▶ **Records for the exercise**:
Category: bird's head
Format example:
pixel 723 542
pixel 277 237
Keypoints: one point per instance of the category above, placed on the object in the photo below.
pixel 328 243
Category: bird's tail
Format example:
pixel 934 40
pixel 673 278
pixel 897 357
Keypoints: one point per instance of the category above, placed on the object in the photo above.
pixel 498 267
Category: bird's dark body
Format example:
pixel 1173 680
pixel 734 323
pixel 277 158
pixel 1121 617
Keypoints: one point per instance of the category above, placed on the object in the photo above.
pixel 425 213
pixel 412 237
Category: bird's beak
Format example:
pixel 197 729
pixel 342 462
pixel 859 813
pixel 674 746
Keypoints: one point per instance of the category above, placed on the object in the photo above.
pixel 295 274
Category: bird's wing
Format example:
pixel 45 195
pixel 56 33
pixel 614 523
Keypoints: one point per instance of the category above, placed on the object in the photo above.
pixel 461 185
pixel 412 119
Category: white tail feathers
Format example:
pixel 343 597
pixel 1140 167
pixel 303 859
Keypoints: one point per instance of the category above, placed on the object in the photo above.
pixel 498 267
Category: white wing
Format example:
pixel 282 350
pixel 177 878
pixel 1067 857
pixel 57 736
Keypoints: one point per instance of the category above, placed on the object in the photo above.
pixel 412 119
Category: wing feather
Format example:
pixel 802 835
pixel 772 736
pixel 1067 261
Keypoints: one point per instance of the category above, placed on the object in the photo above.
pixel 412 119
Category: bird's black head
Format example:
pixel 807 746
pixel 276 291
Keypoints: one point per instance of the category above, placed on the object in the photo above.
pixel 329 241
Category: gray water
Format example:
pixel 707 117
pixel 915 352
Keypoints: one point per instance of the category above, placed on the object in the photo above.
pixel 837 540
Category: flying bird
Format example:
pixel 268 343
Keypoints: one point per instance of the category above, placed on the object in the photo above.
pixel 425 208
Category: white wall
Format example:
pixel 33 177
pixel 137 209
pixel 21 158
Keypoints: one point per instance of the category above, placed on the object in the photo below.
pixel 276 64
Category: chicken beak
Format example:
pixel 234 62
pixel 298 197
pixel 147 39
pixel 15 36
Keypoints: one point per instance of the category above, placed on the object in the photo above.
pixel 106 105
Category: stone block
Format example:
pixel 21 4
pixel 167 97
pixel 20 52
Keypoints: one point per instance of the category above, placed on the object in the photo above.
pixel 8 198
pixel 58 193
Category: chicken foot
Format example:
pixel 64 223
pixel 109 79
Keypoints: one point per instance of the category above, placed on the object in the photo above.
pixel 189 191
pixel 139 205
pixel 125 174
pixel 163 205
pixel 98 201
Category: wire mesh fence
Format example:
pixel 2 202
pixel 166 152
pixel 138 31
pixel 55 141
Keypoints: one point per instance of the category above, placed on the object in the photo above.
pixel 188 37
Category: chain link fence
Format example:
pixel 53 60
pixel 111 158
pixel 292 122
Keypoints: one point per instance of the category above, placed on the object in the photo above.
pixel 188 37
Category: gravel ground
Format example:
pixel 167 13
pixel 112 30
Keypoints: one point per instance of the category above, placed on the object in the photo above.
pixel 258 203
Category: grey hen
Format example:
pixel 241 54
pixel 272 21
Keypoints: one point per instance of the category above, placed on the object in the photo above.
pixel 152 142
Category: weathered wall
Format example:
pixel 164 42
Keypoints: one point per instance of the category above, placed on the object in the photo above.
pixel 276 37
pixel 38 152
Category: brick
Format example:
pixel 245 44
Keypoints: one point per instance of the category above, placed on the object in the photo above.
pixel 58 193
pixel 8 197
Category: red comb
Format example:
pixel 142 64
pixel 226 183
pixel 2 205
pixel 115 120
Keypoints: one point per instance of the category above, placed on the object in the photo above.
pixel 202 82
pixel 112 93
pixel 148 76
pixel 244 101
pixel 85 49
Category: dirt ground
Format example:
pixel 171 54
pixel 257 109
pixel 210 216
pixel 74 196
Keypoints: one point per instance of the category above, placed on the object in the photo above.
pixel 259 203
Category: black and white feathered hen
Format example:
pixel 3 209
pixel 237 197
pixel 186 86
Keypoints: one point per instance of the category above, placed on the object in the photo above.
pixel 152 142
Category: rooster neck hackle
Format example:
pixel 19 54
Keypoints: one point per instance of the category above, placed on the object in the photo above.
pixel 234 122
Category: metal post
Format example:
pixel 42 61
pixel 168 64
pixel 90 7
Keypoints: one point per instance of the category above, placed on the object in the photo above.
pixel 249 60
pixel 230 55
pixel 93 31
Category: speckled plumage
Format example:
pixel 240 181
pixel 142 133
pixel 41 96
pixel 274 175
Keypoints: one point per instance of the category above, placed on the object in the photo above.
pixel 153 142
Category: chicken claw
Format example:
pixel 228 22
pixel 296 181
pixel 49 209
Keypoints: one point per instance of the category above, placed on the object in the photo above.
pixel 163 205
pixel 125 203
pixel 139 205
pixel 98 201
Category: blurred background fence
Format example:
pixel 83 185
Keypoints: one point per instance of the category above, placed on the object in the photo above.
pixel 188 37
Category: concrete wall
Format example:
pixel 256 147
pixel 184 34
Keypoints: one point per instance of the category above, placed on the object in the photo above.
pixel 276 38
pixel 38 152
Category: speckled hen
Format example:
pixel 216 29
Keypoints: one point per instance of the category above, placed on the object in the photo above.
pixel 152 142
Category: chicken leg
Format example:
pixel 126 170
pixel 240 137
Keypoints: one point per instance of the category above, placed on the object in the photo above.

▶ **Task statement**:
Reply with only the number of lines in the material above where the string "black" appears.

▶ **The answer**:
2